## WHAT THIS TASK INVOLVES
All the lines below need to be output exactly, apart from any images.
━━━━━━━━
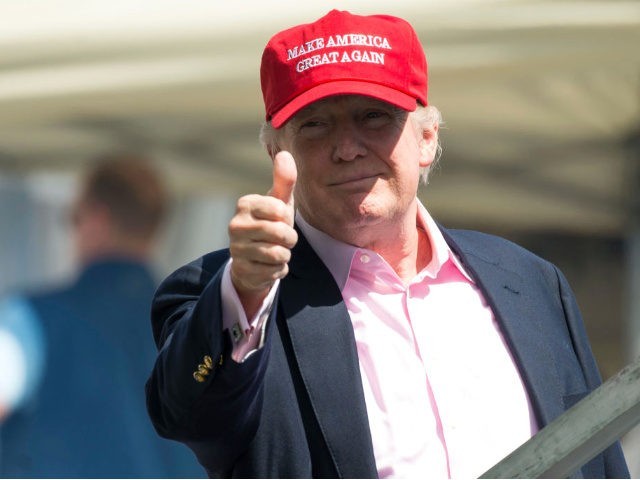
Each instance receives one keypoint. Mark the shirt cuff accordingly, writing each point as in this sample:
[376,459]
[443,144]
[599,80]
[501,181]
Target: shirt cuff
[247,336]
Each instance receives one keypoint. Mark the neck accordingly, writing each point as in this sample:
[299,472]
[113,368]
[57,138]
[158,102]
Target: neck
[407,251]
[403,245]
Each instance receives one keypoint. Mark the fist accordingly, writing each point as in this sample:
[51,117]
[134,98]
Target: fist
[261,234]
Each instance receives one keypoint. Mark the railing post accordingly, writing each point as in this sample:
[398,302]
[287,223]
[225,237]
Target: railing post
[578,435]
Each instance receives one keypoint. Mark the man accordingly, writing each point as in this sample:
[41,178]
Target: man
[350,335]
[85,417]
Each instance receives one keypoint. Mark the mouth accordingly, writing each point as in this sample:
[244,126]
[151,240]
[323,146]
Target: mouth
[355,179]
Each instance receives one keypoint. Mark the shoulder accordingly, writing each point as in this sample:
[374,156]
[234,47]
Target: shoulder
[498,251]
[196,273]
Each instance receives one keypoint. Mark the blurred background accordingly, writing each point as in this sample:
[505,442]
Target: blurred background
[541,101]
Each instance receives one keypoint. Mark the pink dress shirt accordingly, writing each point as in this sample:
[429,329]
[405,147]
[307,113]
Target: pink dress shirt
[444,396]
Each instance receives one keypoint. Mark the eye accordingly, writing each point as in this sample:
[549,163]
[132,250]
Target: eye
[376,118]
[311,124]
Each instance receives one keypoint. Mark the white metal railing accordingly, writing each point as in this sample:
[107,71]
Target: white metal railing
[578,435]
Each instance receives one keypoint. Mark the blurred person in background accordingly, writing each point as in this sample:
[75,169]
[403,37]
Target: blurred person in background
[344,333]
[74,399]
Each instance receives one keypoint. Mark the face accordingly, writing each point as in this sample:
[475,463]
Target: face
[358,162]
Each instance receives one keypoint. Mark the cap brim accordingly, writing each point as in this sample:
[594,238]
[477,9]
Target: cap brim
[343,87]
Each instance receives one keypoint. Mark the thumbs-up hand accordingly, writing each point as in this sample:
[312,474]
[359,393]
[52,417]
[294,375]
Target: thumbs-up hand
[261,236]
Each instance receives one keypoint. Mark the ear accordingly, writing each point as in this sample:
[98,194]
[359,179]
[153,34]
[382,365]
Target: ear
[428,145]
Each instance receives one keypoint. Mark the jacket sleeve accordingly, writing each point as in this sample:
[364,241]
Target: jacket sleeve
[201,410]
[614,463]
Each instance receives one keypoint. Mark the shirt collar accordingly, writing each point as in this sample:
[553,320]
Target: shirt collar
[337,255]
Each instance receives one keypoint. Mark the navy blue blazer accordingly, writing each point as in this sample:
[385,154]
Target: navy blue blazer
[296,407]
[87,418]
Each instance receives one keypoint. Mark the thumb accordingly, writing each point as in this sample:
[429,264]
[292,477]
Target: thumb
[284,177]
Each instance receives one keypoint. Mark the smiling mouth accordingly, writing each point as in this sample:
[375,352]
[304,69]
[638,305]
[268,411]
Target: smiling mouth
[354,180]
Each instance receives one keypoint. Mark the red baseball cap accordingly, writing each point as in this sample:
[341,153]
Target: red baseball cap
[379,56]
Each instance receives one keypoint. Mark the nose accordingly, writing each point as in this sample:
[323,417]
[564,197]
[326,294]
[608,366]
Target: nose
[348,143]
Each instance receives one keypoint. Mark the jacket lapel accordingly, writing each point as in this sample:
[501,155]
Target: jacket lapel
[324,348]
[517,312]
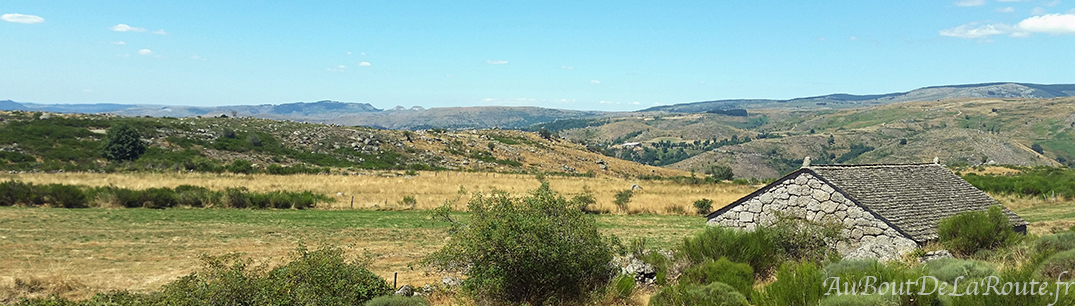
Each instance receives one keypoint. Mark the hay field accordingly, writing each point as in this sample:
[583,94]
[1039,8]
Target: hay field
[77,252]
[385,190]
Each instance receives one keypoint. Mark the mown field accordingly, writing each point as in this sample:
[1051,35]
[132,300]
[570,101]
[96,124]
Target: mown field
[77,252]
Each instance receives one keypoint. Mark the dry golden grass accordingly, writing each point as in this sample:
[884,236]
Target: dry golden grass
[431,189]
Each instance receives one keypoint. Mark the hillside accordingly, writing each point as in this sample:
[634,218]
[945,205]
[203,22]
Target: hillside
[769,143]
[51,142]
[988,90]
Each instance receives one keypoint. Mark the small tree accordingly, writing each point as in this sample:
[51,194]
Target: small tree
[622,199]
[972,231]
[538,249]
[123,142]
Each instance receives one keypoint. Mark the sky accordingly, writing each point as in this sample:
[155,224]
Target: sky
[578,55]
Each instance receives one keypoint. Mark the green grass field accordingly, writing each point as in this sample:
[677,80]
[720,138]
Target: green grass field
[95,249]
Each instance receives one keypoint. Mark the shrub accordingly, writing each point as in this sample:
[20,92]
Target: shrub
[715,294]
[1059,263]
[972,231]
[1059,242]
[797,285]
[14,192]
[622,199]
[161,198]
[63,195]
[703,206]
[736,275]
[123,142]
[949,268]
[535,249]
[240,165]
[397,301]
[757,248]
[320,277]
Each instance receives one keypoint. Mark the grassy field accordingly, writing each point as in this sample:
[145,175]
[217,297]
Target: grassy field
[75,252]
[385,190]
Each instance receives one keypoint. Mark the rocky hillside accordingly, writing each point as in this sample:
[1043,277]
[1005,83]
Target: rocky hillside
[773,142]
[53,142]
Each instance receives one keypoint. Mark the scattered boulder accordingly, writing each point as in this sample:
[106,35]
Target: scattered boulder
[405,291]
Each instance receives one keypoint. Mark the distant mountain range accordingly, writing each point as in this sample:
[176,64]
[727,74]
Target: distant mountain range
[997,90]
[483,117]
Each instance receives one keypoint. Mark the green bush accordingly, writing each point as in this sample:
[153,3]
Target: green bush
[622,199]
[757,248]
[972,231]
[736,275]
[14,192]
[713,294]
[797,285]
[63,195]
[123,142]
[1059,242]
[397,301]
[1059,263]
[536,249]
[949,268]
[703,206]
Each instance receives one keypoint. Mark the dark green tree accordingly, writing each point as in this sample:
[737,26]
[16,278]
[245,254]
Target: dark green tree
[123,142]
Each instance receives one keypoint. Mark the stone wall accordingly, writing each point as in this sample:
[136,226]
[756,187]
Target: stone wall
[807,198]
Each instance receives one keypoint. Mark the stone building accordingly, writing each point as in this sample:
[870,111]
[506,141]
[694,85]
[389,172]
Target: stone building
[887,209]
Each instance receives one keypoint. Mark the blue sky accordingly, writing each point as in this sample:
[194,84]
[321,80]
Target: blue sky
[582,55]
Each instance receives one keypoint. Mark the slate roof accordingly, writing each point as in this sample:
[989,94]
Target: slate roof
[912,198]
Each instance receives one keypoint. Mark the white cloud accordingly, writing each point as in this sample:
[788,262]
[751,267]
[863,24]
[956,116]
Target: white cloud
[19,18]
[126,28]
[1054,24]
[970,2]
[976,31]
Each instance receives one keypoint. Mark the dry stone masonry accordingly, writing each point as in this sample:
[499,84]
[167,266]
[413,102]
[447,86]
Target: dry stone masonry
[807,198]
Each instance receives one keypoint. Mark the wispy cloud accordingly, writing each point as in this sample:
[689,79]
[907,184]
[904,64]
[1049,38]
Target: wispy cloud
[970,2]
[126,28]
[1054,24]
[1051,24]
[19,18]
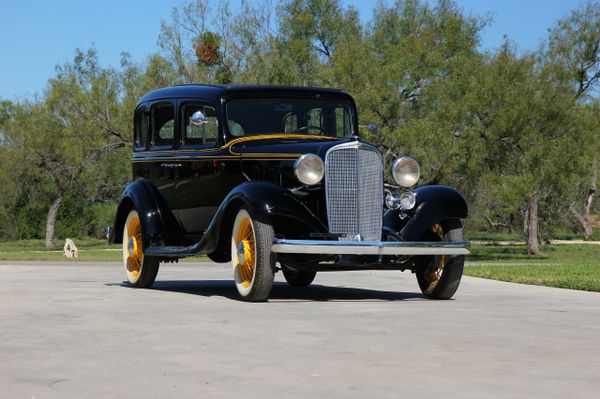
━━━━━━━━
## RESPONSE AREA
Each instance receives one keypoint. Mark the shirt cuff accordingly, writing each point as in this sample:
[376,459]
[443,144]
[599,80]
[501,181]
Target: shirt cuff
[247,336]
Each instance receives one keypoint. Mark the neck accordingly, writing each point as in this sample:
[299,472]
[113,368]
[57,138]
[158,102]
Target: neck
[407,251]
[403,245]
Each instance receives one keypoint. Mark the fist accordingly, writing each point as in this sample:
[51,117]
[134,98]
Target: fist
[261,234]
Each instance receives one keypoint. Mark the railing post accordingly, writing each point as in this sample:
[398,302]
[287,223]
[225,237]
Target: railing post
[578,435]
Each instance receives one keypoint. Mark the man accordingly, writing each point as in this sample:
[41,178]
Target: man
[350,335]
[85,417]
Each instance receives one keypoint. Mark the mouth accordingly, writing each point as in this sample:
[244,126]
[151,240]
[323,146]
Target: mouth
[355,179]
Each instance receives one keypoint. Mark the shoulder accordingly, writing each point as in this sample:
[374,156]
[234,47]
Target: shoulder
[498,251]
[196,273]
Each instance receives one keypoint. Mark the blurred background accordingly, writing each point as in this sample:
[505,442]
Target: blurred background
[541,101]
Each instance receives one keypoint. Mark the pink dress shirt accordingly, writing each point as in this sample:
[429,329]
[405,147]
[307,113]
Target: pink dress shirt
[444,396]
Each instance receives one keypoint. Mark the eye accordingly, writing each point as in this sample:
[549,163]
[132,250]
Target: eye
[376,118]
[311,124]
Each instance receives one keypoint. Mark the white metal railing accordingly, writing each point as in this sample:
[107,71]
Target: white metal railing
[578,435]
Each instance receives one keypoint. Mark the blurred person in background accordingly, writing each point as in this sample:
[75,169]
[403,37]
Target: blurred person in background
[344,333]
[74,399]
Each instance receives one keypoint. Mark the face accordingly, writing each point as in this sample:
[475,463]
Target: face
[358,162]
Each instance receives one keypoint. Mark the cap brim accordingly, writing each point as in this sample:
[594,238]
[477,9]
Target: cap brim
[343,87]
Each instance receives one keypoint. Mark the thumbs-up hand accordingly, writing each point as in this sample:
[312,474]
[359,393]
[52,417]
[294,375]
Target: thumbs-up hand
[261,236]
Each instance receives one keypoint. Mark the ear accordingly, writing each point as in this sample:
[98,194]
[359,179]
[153,34]
[382,365]
Target: ear
[428,145]
Each instance receives one keypoint. Mark the jacket sleeve accordingly, writing each point as in this sample:
[364,241]
Target: jacket sleeve
[201,410]
[614,463]
Each instance receives one keypoint. Mark the shirt collar accordingly, writing each point as in this sample:
[553,320]
Target: shirt collar
[337,255]
Each instance receives one keypoint. Mark the navy blue blazer accordingly, writing each point as in this sample:
[385,154]
Target: navy blue blazer
[296,407]
[87,418]
Each instance receives one keypoint. Mark the thumb accordingly, writing each point as in this sample:
[429,264]
[292,477]
Target: thumb
[284,177]
Each instance receives one keypoint. Mark the smiling mouth accordingly, writing each point as in this sample:
[375,352]
[304,69]
[638,305]
[268,411]
Target: smiling mouth
[354,180]
Each instance receives one keypoint. Mark the red baseball cap accordingly, writing each point as in this sample:
[341,153]
Target: red baseball cap
[379,56]
Each instance receives one keypoint. Mark the nose accordingly, writing each point as in this sample:
[323,417]
[564,197]
[326,294]
[608,366]
Target: nose
[348,143]
Each instance receives one keypoint. Mark the jacket lapel accordingly, writing each point as in this sample:
[501,155]
Target: jacket lapel
[324,348]
[517,312]
Each instance receives one keypoint. Mark the hay field accordingly, writing each point as in this sample:
[583,94]
[1039,8]
Target: hay field
[77,252]
[385,190]
Each instance receives one keypoint. Mark the mown field accordingly, writing each point as in this sample:
[1051,35]
[132,300]
[570,101]
[96,124]
Target: mown field
[77,252]
Each instance receives one keypoint. Mark the dry golden grass accordingly, writing each point as in this sample:
[884,236]
Target: dry golden grass
[431,189]
Each instance receives one keypoint. Mark the hillside accordingly, writing each point as in this sample:
[634,218]
[945,205]
[203,22]
Target: hillside
[769,143]
[51,142]
[988,90]
Each instance receives one keypoint. Mark the small tree accordingly, writing each point as in this sample:
[51,194]
Target: small tree
[622,199]
[972,231]
[538,249]
[123,142]
Each instance receives one keypoint. Mark the sky accordingly, writing each point as in this sample:
[155,224]
Target: sky
[578,55]
Each instance receives one keypoint. Mark the green grass field accordingly, writing each point as in this sample:
[677,80]
[720,138]
Target: green grass field
[95,249]
Each instance receives one keypoint. Mark the shrub accordingly, writing each point as in this sample:
[20,92]
Target: shrub
[715,294]
[1059,263]
[972,231]
[1059,242]
[797,285]
[14,192]
[622,199]
[161,198]
[63,195]
[703,206]
[736,275]
[123,142]
[949,268]
[535,249]
[240,165]
[397,301]
[757,248]
[320,277]
Each instance receives one keypoint. Mark the grassy field accordingly, writing each point as in this sample:
[145,175]
[217,297]
Target: grassy field
[75,252]
[385,190]
Each instance receives one keypoint. Mark the rocky hillside accordingly, writing each point as in this sample:
[1043,277]
[1005,83]
Target: rocky hillside
[773,142]
[53,142]
Each instance receives one keypoint. Mark the scattered boulder accordingly, writing each point as in this sample:
[106,35]
Target: scattered boulder
[405,291]
Each instance receives one keypoint. Mark the distant mountain range accordingly, writing each point as in this sample:
[176,64]
[727,74]
Target: distant mountain range
[997,90]
[483,117]
Each instance receives one keypoint. Mark the green bush accordingly, writing each point as in this sample:
[153,3]
Target: green bush
[622,199]
[757,248]
[972,231]
[736,275]
[14,192]
[713,294]
[797,285]
[63,195]
[123,142]
[1059,242]
[397,301]
[1059,263]
[536,249]
[949,268]
[703,206]
Each instance receives one keypoint. Mark the dark green tree accordingly, writing each point as in this sample:
[737,26]
[16,278]
[245,254]
Target: dark green tree
[123,142]
Each instance receives one keypoint. Mark the stone wall accordingly, writing each point as in this sample:
[136,226]
[756,187]
Target: stone wall
[807,198]
Each instance receives one keypoint. Mark the stone building accordingly, writing each point as in this sample:
[870,111]
[506,141]
[694,85]
[389,172]
Target: stone building
[887,209]
Each instance receives one keypoint. Mark the blue sky accordingly, writing each point as in this sample:
[194,84]
[321,80]
Target: blue sky
[582,55]
Each instance receives one keypoint. Mark the slate roof accordingly, writing each point as in this sample:
[989,94]
Target: slate roof
[912,198]
Each instance receives one keypoint. Mark the white cloud accordingly, writing each point as in this sample:
[788,262]
[751,267]
[863,24]
[956,116]
Target: white cloud
[19,18]
[126,28]
[1054,24]
[970,2]
[976,31]
Each instance receives one keypoint. Mark the dry stone masonry accordingly, writing each point as in this sample:
[499,84]
[167,266]
[413,102]
[447,86]
Target: dry stone masonry
[807,198]
Each instance receives one keypoint. Mark the wispy cloud accordingly, writing each point as in this sample:
[689,79]
[907,184]
[904,64]
[1049,38]
Target: wispy cloud
[970,2]
[126,28]
[1054,24]
[1051,24]
[19,18]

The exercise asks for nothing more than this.